▸ Problem requirements: Begin at the line with "Task: in the photo above, where can the windowpane" and return each line through the final one of the listing below, exactly as written.

##### Task data

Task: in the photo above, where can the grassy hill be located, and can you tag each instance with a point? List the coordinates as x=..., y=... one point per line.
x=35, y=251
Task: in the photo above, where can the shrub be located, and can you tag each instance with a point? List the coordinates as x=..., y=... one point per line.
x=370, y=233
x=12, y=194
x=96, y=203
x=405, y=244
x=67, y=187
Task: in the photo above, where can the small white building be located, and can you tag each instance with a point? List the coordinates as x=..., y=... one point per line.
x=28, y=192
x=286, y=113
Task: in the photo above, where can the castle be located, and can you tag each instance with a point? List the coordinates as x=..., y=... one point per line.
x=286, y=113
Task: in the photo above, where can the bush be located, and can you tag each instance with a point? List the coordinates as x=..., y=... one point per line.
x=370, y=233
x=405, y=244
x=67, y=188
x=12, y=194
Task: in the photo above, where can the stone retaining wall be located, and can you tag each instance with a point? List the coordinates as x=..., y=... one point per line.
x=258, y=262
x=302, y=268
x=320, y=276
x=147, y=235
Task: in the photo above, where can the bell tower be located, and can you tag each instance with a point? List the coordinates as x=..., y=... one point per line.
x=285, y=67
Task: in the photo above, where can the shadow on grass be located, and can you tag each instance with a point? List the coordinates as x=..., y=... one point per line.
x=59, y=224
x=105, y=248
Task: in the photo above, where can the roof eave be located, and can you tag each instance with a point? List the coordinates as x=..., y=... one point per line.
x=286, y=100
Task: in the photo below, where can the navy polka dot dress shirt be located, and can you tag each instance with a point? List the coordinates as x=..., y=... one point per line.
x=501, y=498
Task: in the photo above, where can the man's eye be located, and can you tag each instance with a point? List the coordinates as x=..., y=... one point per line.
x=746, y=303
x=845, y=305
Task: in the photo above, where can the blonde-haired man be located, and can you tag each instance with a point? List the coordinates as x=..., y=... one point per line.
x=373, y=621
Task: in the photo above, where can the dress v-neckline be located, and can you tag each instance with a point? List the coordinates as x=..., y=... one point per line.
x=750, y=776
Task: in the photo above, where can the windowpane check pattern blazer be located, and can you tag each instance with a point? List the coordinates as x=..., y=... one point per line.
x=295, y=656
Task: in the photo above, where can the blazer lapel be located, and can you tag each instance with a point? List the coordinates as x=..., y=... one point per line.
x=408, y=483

##########

▸ Exercise output:
Task: in the photo above, where can the windowpane check pattern blazer be located, and can you tag each instance with a point? List the coordinates as x=..., y=... one point per line.
x=295, y=656
Task: in the photo above, where can the blazer lapel be located, and can you tag each instance with a point? List the coordinates as x=..., y=... one point per line.
x=408, y=483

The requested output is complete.